__Task to carry out__. Your output is the line containing "[point] every instance of the rainbow saltire" plus every line after it in the listing, reproduced exactly.

__Provided entries__.

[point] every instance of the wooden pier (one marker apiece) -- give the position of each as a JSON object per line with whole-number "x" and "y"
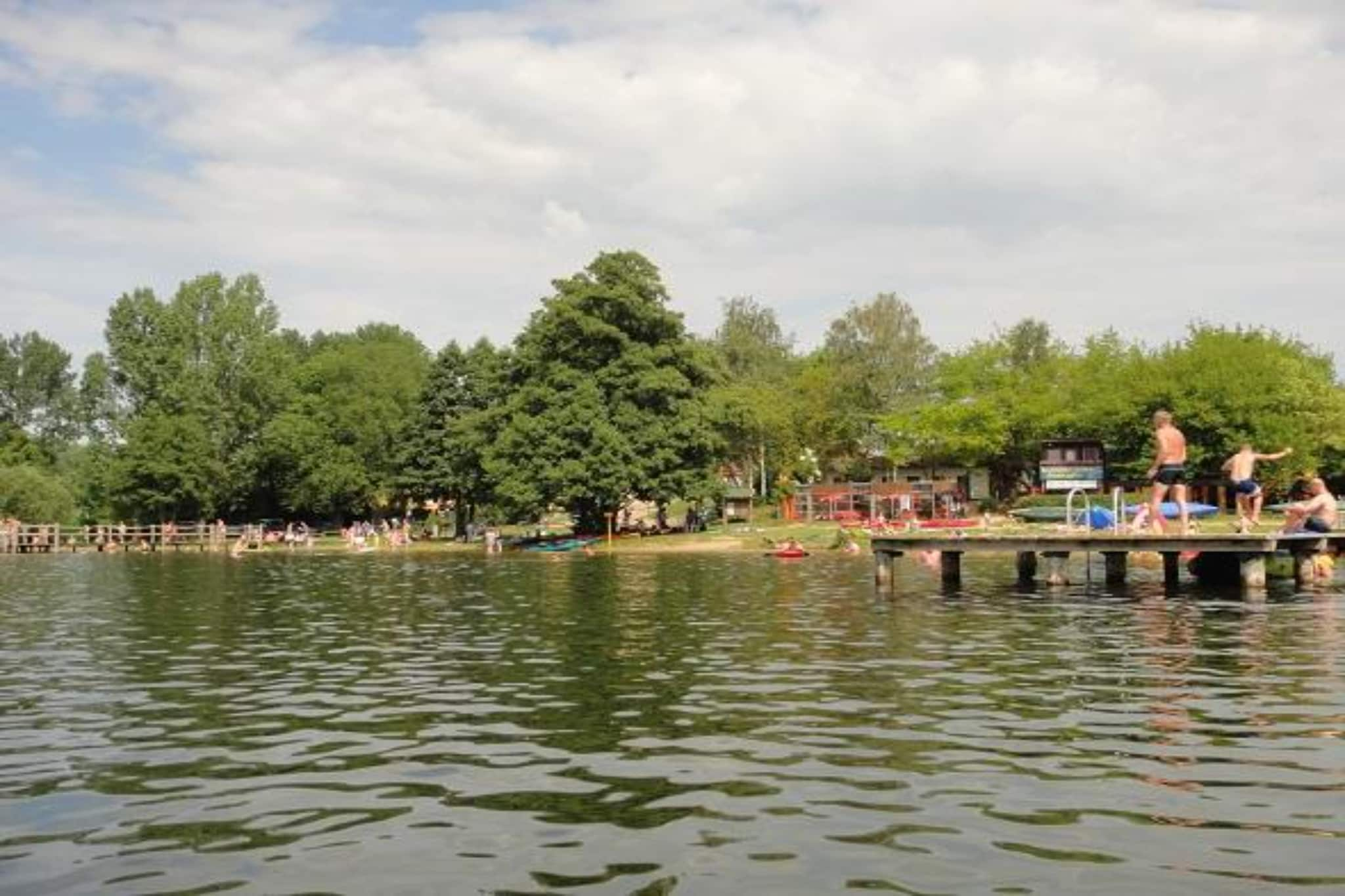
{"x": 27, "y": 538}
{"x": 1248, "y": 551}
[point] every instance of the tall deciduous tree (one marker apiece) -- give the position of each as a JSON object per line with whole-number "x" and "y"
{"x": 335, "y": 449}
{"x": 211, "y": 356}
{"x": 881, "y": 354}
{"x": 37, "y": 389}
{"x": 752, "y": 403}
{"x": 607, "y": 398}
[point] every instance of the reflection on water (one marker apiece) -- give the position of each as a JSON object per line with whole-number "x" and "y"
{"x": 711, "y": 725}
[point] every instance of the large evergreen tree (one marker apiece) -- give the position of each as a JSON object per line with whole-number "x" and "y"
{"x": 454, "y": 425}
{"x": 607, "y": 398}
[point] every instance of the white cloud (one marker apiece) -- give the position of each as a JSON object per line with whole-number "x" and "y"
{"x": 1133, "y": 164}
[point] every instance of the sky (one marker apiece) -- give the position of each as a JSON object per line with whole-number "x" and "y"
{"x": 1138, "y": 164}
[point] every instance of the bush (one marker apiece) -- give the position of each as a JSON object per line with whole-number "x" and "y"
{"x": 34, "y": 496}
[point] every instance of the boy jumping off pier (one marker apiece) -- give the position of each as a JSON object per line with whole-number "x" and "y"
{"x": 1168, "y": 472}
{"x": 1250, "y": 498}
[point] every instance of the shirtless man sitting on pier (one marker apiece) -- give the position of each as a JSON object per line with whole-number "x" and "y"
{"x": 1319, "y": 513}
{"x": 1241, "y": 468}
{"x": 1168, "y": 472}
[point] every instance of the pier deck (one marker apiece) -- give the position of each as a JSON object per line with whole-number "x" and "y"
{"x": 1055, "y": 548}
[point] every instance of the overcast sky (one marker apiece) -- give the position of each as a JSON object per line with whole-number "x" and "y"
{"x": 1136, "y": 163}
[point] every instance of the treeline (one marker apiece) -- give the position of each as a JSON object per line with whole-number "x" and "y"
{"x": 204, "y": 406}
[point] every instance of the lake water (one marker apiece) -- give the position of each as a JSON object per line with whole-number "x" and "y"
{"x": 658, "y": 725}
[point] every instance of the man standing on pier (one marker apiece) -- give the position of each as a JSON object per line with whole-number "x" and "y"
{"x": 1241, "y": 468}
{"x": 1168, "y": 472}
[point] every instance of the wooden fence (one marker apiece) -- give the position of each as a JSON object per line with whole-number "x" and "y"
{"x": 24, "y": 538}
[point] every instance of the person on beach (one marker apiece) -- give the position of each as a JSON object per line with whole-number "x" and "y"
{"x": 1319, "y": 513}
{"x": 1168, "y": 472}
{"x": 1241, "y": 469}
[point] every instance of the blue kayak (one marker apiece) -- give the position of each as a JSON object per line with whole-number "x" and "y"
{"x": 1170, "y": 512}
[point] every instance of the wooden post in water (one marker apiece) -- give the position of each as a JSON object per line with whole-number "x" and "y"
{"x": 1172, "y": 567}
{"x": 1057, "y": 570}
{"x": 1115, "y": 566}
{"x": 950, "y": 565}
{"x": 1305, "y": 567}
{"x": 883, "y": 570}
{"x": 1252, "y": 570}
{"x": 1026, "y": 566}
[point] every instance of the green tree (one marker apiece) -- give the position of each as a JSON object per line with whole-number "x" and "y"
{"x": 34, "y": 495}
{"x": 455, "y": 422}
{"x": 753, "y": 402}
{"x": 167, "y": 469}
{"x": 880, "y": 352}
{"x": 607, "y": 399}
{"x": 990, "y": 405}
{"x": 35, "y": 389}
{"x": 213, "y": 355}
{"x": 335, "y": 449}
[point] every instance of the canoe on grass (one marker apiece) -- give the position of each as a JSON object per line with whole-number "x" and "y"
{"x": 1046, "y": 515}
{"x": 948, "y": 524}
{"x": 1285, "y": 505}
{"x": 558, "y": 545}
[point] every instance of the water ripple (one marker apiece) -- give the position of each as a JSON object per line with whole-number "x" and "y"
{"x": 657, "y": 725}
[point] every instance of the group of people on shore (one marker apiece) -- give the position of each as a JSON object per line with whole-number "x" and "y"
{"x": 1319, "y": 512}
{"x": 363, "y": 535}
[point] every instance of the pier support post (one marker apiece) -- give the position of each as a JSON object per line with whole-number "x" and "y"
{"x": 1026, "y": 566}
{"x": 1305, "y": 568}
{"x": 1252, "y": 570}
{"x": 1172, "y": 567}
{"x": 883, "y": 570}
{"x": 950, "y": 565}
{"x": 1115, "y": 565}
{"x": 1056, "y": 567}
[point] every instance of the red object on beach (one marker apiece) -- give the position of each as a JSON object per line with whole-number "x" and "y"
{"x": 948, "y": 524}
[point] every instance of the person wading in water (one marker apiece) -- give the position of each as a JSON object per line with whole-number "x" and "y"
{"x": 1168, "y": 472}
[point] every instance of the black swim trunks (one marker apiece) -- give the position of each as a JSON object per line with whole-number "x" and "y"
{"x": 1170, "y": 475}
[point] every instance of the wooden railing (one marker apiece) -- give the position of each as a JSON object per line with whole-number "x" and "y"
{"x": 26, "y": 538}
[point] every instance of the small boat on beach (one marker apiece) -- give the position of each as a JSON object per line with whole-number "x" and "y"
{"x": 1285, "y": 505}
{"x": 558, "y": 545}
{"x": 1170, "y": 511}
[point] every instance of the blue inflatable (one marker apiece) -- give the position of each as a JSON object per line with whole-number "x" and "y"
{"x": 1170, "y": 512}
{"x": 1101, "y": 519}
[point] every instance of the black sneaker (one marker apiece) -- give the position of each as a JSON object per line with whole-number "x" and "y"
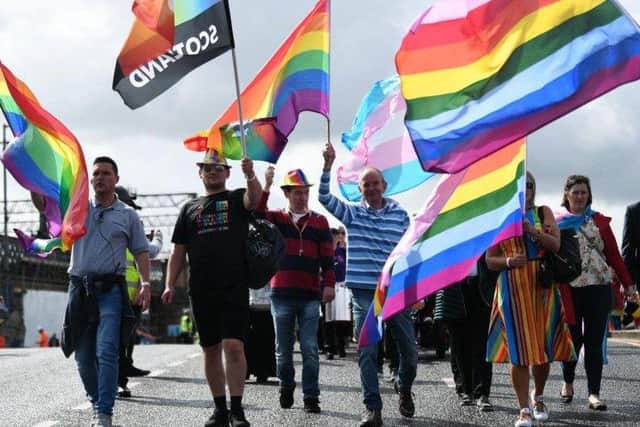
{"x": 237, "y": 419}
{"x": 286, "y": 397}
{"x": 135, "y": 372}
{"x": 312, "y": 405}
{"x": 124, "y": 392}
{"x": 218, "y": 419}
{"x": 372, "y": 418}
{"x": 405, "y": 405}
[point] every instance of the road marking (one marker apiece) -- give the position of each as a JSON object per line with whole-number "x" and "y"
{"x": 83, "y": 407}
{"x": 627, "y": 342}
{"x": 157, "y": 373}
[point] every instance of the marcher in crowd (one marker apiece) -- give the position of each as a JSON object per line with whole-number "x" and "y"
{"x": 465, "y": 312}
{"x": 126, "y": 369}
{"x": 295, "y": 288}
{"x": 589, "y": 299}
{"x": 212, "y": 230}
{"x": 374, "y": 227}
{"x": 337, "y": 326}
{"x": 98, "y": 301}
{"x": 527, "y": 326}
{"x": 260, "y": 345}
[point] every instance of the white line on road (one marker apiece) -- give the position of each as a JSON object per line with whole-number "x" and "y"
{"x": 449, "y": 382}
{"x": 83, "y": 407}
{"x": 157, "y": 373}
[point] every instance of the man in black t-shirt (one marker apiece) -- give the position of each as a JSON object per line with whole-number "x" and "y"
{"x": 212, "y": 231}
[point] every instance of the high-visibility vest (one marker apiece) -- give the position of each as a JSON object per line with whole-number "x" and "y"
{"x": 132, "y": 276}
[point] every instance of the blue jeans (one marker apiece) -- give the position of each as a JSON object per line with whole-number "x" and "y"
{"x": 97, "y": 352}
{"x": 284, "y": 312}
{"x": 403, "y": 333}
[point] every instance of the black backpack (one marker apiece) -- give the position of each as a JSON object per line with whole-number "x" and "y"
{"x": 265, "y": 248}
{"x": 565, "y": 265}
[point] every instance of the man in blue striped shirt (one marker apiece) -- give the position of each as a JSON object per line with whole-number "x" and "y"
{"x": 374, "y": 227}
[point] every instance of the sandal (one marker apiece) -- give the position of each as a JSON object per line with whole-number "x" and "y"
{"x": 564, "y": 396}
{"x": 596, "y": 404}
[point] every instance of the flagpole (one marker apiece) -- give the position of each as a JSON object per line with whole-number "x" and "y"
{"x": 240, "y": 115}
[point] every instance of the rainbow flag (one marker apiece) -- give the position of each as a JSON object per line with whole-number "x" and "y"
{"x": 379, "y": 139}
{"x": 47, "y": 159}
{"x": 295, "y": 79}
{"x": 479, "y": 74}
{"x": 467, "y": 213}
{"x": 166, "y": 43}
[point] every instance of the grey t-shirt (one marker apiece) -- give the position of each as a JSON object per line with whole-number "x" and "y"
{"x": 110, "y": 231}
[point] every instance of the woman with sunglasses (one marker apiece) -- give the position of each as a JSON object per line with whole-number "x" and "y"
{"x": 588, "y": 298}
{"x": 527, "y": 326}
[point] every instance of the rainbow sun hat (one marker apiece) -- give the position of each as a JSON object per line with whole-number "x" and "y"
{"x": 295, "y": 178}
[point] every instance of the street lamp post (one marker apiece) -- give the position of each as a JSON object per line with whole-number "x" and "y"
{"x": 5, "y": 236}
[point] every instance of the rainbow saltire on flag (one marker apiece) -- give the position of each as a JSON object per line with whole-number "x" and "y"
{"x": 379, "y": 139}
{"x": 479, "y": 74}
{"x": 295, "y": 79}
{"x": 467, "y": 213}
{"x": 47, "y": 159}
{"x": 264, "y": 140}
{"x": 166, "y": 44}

__Your response__.
[point] every instance of the rainbow saltire on flag (one marker apiece) -- give the position of each as a JSON object per line with whole-number "x" and "y"
{"x": 379, "y": 139}
{"x": 479, "y": 74}
{"x": 295, "y": 79}
{"x": 467, "y": 213}
{"x": 47, "y": 159}
{"x": 264, "y": 140}
{"x": 166, "y": 44}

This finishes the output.